---------- Text ----------

There is but one of the tropes involving change of meaning which remains to be discussed, namely, metalepsis or transumption, which provides a transition from one trope to another. It is (if we except comedy) but rarely used in Latin, and is by no means to be commended, though it is not infrequently employed by the Greeks, who, for example, call Χείρων the centaur Ἥσσων [*](Χείρων and ἥσσων both mean inferior. ) and substitute the epithet θοαί (swift) for ὄξειαι [*](cp. Od. xv. 298. Θοός is used elsewhere to express sharpness. ) in referring to sharp-pointed islands. But who would endure a Roman if he called Verres sus [*](Verres =boar; Catus=wise.) or changed the name of Aelius Catus to Aelius doctus?

---------- Dataset content ----------

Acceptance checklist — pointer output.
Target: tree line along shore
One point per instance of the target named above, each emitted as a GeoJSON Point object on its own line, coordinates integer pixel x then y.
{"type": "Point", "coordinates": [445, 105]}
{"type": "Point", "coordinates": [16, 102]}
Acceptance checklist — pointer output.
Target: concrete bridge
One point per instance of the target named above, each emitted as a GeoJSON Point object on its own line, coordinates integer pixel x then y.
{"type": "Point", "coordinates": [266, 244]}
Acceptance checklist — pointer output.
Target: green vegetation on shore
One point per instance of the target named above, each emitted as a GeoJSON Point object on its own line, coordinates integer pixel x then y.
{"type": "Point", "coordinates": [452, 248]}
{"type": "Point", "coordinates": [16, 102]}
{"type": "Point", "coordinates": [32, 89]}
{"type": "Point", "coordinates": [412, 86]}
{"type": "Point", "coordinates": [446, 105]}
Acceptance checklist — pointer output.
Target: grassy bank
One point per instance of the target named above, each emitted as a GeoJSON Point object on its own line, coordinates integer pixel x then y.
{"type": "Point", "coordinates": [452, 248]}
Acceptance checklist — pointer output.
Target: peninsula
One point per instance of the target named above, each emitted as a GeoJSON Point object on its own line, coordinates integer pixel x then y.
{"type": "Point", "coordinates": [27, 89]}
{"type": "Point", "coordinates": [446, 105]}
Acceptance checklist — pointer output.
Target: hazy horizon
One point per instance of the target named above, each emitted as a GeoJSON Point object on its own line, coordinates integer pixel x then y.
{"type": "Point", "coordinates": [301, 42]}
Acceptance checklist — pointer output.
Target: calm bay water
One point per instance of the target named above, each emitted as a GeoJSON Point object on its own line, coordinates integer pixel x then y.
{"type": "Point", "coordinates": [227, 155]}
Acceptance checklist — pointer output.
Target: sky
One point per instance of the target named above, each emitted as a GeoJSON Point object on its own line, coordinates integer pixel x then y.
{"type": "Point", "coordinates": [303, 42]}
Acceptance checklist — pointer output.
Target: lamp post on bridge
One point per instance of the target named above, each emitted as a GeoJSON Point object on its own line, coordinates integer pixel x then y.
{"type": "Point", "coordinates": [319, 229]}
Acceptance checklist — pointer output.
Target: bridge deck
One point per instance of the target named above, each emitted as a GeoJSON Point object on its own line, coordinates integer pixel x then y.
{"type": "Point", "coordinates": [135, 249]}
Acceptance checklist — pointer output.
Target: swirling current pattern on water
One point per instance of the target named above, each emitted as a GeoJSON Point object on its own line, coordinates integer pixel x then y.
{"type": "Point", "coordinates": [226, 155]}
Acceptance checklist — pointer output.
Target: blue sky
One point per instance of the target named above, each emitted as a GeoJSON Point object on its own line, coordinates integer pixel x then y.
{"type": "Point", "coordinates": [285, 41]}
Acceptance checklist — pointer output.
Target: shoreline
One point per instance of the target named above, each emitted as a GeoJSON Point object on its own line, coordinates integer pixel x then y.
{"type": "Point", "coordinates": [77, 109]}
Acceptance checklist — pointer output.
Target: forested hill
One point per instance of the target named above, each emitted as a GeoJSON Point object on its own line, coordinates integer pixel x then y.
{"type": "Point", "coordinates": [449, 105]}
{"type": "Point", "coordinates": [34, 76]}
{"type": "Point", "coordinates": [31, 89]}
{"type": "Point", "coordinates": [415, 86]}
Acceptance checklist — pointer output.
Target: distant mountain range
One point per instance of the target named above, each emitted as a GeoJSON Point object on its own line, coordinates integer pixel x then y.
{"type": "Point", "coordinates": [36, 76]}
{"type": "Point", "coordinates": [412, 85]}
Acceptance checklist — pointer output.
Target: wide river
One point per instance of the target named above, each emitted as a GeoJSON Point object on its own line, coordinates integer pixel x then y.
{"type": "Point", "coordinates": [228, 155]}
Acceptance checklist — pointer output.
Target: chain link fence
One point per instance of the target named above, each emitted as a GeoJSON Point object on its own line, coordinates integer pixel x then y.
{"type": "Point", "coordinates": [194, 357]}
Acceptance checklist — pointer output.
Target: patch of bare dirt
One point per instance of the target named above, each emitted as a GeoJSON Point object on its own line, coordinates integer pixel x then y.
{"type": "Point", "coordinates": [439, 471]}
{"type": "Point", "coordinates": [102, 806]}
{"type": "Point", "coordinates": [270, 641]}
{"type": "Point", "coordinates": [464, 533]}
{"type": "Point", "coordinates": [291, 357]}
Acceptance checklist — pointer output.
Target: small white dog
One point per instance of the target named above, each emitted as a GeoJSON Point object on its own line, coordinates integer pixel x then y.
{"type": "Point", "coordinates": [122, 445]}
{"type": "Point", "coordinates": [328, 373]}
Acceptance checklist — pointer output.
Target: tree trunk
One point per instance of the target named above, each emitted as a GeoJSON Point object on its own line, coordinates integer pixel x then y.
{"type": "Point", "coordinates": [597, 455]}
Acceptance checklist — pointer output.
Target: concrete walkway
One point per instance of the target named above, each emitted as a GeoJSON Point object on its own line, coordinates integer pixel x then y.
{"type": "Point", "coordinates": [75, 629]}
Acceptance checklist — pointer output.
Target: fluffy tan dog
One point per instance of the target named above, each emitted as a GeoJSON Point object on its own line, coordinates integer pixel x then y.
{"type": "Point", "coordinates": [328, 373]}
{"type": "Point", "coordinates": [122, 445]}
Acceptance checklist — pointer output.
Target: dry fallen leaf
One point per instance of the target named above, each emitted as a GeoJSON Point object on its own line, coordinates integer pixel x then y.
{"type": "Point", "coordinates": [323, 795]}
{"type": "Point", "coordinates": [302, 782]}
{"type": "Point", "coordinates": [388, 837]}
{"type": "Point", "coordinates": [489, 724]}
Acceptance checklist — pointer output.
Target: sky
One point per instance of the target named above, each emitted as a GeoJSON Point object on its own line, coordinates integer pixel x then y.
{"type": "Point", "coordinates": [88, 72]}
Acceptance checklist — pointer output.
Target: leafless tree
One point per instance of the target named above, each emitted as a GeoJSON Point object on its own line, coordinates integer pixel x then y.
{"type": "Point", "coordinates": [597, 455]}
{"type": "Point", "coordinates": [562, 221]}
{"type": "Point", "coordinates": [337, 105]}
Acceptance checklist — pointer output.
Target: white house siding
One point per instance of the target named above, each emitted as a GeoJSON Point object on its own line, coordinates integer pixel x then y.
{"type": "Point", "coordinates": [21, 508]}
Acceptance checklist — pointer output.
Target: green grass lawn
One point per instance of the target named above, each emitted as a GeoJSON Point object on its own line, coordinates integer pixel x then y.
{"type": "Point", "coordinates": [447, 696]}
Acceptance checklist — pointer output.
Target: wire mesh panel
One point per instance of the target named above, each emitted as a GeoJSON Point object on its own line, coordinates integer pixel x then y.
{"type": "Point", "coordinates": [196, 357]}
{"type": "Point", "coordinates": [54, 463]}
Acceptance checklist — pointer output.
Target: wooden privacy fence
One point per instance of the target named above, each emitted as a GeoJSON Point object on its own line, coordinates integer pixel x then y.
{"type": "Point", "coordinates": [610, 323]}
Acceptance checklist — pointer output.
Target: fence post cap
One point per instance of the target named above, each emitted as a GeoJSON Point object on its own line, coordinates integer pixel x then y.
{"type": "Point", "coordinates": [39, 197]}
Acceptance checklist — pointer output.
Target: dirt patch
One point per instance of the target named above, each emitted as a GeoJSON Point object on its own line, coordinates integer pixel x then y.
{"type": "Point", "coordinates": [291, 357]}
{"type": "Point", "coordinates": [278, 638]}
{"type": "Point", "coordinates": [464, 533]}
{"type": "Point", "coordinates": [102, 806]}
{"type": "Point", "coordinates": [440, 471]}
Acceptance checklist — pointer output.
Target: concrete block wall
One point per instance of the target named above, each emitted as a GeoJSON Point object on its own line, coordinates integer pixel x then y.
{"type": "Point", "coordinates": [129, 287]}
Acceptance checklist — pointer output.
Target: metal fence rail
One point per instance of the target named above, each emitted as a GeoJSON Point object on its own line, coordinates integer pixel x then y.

----------

## Stated task 1
In the passage on metalepsis, what does this trope provide?
## Stated task 2
Sum up the passage on metalepsis in two sentences.
## Stated task 3
Pick up the passage on metalepsis where it stops and write what comes next.

## Reply 1
It provides a transition from one trope to another.

## Reply 2
Metalepsis, or transumption, is the last trope involving change of meaning still to be discussed, and it provides a transition from one trope to another. It is rarely used in Latin except in comedy and is not to be commended, though the Greeks use it fairly often, for instance by calling Chiron Hesson or calling sharp-pointed islands swift, while no one would put up with a Roman who called Verres "sus" or Aelius Catus "Aelius doctus."

## Reply 3
It is the nature of metalepsis to form a kind of intermediate step between the term transferred and the thing to which it is transferred, having no meaning in itself, but merely providing a transition. It is a trope with which to claim acquaintance, rather than one which we are ever likely to require to use. The commonest example is the following: cano is a synonym for canto and canto [*](In the sense of to repeat.) for dico, therefore cano is a synonym for dico, the intermediate step being provided by canto.

We need not waste any more time over it. I can see no use in it except, as I have already said, in comedy.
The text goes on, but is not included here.